--- SOURCE RECORDS ---

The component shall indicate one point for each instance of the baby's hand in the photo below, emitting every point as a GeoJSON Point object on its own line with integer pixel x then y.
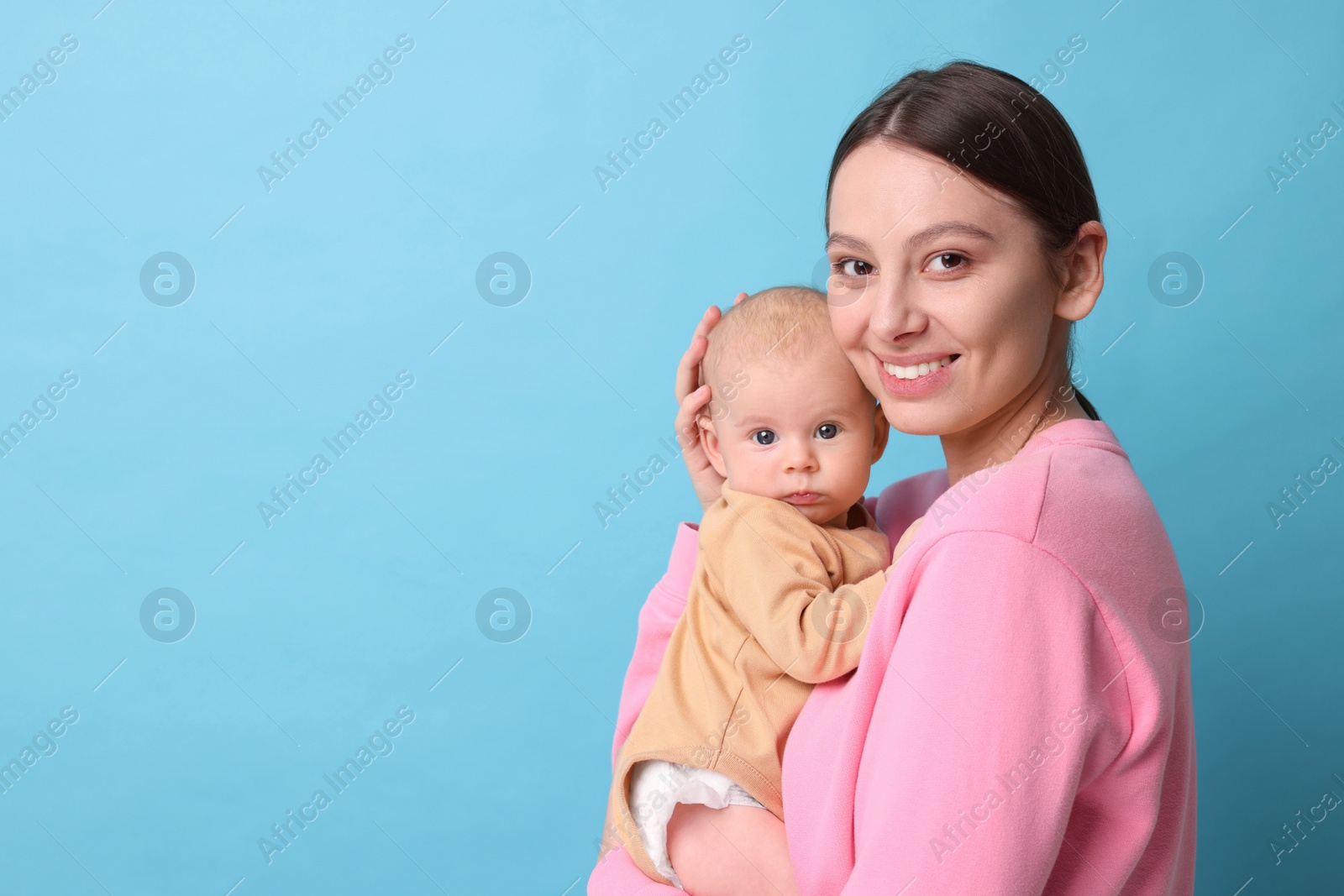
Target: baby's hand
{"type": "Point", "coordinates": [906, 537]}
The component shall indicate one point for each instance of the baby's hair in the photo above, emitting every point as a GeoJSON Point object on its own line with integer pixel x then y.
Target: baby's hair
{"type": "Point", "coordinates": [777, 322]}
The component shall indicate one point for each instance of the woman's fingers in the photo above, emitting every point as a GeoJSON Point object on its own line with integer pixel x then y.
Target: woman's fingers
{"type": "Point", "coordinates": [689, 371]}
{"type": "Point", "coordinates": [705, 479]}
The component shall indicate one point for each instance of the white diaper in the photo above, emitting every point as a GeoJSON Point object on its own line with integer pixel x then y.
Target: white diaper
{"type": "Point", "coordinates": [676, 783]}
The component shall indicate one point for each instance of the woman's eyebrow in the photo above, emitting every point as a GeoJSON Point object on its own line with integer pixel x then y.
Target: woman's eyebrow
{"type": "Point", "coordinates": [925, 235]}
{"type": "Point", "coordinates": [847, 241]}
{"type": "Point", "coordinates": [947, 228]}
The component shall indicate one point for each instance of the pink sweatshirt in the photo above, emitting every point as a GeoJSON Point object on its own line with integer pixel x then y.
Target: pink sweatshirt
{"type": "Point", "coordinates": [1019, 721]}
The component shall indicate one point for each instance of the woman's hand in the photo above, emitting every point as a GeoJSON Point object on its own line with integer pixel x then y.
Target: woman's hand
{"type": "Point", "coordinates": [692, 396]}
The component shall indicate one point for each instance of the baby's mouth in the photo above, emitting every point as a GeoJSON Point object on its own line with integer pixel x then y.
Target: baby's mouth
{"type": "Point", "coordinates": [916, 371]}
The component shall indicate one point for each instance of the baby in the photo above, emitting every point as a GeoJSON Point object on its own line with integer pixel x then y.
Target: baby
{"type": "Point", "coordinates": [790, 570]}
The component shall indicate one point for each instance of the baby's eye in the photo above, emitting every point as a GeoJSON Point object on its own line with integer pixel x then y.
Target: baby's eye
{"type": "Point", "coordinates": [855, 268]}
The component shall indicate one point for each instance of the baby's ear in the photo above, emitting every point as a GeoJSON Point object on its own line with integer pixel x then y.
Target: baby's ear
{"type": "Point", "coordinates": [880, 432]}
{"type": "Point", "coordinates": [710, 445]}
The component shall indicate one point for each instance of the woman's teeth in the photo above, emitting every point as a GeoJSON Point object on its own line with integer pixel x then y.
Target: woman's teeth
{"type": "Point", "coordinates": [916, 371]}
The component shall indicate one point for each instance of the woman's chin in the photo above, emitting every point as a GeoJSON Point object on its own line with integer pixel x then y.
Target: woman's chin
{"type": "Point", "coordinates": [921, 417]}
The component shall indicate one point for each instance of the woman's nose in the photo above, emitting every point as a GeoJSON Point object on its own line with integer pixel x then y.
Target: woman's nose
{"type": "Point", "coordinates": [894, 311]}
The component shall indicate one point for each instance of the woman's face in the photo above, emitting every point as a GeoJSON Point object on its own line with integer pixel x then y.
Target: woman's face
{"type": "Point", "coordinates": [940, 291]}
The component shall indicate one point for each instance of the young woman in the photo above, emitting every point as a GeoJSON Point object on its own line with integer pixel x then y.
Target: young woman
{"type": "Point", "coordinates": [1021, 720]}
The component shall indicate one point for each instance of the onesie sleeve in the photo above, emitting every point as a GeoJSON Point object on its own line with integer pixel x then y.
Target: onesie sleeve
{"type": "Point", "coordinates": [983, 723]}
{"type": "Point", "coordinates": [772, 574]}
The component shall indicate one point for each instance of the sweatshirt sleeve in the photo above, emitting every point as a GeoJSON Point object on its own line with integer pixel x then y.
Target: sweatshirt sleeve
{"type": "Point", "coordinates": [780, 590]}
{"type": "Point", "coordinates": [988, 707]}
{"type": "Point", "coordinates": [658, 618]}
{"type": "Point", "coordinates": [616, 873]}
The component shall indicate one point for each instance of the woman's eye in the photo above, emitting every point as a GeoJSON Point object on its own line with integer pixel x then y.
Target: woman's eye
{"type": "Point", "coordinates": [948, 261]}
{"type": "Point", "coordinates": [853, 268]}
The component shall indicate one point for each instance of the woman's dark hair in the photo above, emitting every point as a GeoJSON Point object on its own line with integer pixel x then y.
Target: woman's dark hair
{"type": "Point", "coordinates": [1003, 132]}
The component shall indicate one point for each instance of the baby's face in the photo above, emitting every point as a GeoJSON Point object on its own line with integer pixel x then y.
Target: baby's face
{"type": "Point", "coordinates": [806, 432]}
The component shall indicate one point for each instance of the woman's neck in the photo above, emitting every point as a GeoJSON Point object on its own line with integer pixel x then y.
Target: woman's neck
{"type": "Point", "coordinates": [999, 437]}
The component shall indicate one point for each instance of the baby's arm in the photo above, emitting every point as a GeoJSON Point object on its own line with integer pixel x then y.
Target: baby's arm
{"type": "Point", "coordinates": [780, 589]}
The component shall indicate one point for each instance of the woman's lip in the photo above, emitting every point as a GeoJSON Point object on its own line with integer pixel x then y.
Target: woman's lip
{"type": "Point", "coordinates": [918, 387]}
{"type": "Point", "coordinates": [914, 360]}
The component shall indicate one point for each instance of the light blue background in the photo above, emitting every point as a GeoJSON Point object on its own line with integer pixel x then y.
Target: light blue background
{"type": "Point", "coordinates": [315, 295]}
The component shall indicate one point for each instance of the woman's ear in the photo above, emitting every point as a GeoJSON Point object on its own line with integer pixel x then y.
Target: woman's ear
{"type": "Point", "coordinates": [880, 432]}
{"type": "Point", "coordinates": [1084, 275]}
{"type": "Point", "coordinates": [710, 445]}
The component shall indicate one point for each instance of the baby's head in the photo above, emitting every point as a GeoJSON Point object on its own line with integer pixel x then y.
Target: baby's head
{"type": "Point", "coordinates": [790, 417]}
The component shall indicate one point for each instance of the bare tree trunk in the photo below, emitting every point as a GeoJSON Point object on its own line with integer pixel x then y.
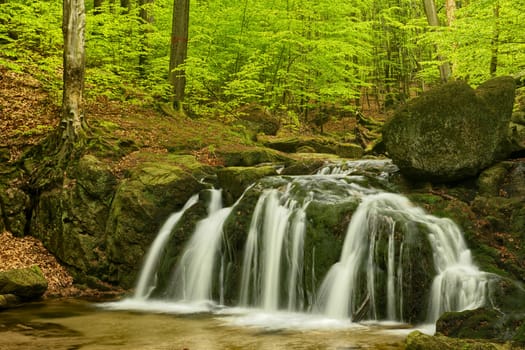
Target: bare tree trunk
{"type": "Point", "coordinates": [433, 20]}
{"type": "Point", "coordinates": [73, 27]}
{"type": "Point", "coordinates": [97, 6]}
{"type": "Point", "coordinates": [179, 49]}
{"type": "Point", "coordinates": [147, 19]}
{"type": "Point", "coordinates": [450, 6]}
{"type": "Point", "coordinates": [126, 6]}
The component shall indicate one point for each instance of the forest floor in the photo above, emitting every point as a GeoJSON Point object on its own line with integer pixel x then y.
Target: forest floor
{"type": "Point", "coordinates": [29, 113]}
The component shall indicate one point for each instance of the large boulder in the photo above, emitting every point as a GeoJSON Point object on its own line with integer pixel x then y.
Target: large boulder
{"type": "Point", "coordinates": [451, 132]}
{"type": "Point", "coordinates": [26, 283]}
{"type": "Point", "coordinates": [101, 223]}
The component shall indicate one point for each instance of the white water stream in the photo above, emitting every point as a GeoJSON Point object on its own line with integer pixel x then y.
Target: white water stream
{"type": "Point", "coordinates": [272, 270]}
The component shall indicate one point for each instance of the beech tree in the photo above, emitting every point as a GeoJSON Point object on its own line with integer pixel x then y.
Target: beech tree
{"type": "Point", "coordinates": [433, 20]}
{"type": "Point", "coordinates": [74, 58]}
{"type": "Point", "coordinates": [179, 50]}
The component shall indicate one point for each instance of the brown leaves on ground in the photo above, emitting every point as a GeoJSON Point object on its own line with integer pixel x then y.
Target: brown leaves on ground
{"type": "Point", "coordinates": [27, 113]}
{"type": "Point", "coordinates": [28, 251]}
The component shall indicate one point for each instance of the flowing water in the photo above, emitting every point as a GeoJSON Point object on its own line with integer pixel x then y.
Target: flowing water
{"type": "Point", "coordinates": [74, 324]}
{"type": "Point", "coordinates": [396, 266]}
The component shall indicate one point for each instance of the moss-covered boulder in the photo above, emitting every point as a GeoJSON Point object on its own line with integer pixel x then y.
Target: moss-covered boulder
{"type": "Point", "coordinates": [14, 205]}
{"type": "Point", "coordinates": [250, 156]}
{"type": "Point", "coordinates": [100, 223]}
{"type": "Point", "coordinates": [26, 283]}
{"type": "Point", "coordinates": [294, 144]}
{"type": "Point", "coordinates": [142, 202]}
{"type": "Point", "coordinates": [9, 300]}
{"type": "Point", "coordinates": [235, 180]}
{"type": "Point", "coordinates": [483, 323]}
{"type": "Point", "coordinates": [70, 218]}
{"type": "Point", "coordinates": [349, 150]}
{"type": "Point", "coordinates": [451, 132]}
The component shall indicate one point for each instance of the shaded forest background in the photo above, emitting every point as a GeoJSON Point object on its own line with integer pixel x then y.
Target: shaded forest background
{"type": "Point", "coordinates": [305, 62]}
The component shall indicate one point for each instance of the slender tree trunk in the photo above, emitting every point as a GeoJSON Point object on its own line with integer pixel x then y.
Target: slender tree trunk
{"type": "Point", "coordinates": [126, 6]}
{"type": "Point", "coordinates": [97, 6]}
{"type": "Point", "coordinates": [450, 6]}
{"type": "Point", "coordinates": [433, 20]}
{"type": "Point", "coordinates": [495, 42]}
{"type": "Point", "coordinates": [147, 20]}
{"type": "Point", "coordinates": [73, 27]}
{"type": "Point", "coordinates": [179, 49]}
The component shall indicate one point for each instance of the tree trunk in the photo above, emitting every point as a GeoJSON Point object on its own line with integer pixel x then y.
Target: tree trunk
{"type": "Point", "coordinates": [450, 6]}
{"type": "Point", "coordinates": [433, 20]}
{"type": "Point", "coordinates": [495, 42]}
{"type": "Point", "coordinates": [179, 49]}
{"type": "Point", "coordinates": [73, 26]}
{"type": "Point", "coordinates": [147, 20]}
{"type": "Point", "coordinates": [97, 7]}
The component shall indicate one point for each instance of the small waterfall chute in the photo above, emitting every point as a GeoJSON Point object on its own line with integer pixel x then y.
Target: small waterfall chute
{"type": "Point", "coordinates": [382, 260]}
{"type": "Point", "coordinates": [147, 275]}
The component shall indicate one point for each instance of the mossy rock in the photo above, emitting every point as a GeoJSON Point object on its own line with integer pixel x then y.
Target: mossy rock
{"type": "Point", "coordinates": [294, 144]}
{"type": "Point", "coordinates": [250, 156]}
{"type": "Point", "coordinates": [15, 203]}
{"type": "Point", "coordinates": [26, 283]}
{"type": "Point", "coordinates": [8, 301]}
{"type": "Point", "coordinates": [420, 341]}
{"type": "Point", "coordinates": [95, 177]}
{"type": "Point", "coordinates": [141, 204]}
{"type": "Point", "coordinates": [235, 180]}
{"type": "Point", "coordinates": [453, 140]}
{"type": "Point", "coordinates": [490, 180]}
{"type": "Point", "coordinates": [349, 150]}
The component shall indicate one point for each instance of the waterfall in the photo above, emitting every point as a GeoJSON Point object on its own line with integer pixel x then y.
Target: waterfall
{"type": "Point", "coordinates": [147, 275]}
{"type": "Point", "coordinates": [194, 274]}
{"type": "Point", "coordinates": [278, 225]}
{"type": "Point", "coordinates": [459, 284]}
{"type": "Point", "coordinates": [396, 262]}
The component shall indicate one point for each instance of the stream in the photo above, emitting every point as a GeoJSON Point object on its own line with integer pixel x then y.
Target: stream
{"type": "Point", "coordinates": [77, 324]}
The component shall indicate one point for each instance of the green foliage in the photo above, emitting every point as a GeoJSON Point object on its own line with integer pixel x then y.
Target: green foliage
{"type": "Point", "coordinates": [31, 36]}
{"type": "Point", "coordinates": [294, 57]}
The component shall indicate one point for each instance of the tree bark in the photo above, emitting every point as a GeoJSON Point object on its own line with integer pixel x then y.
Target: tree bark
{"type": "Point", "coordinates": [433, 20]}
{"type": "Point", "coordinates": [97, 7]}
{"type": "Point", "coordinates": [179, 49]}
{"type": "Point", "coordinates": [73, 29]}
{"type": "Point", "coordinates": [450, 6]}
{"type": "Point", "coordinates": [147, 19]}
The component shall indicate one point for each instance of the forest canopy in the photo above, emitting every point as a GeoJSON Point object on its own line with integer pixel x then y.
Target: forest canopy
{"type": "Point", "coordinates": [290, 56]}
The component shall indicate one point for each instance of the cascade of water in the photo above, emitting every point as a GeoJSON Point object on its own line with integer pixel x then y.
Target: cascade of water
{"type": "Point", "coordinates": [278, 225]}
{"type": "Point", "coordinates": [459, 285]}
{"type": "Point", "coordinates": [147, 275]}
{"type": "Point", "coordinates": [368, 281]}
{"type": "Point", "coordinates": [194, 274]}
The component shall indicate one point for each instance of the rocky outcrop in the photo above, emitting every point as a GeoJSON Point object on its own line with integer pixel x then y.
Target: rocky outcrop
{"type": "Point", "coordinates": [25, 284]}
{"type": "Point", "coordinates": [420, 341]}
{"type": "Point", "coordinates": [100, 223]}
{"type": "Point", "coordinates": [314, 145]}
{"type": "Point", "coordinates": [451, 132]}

--- PROBLEM ---
From the line containing "of the green" to the last line of the material, please quote every line exactly and only those.

--- CORRECT RESULT ---
The component shall indicate one point for each instance of the green foliage in the photo above, emitting every point as a GeoJSON Point object on its own line with integer pixel x then y.
Target: green foliage
{"type": "Point", "coordinates": [31, 36]}
{"type": "Point", "coordinates": [294, 57]}
The component shall indicate one point for each instance of the tree bark in the photo above, emitting every point as a GeoJSON Point object on its own line with integer pixel x then y.
Target: tree bark
{"type": "Point", "coordinates": [433, 20]}
{"type": "Point", "coordinates": [97, 7]}
{"type": "Point", "coordinates": [179, 49]}
{"type": "Point", "coordinates": [73, 29]}
{"type": "Point", "coordinates": [450, 6]}
{"type": "Point", "coordinates": [147, 19]}
The component shall indicate one point for each instance of the forest canopy in the photo above, emitting every point as a GeoJSON Point object on its own line with integer pixel x then y.
Target: forest canopy
{"type": "Point", "coordinates": [290, 56]}
The component shall indicate one point for each instance of the cascade of water in the photo above, emitting every point as a GeoJSON Point object on its own line with integer pixel x then y.
Target: cascade of water
{"type": "Point", "coordinates": [278, 225]}
{"type": "Point", "coordinates": [459, 285]}
{"type": "Point", "coordinates": [147, 275]}
{"type": "Point", "coordinates": [368, 281]}
{"type": "Point", "coordinates": [194, 274]}
The component shall indicate one point for each instance of the rocky outcrop in the photo above, emitting every point as a GeoJSON Point object on its own line with integer pixel x then y.
Target: rocky outcrop
{"type": "Point", "coordinates": [25, 284]}
{"type": "Point", "coordinates": [420, 341]}
{"type": "Point", "coordinates": [100, 223]}
{"type": "Point", "coordinates": [314, 145]}
{"type": "Point", "coordinates": [451, 132]}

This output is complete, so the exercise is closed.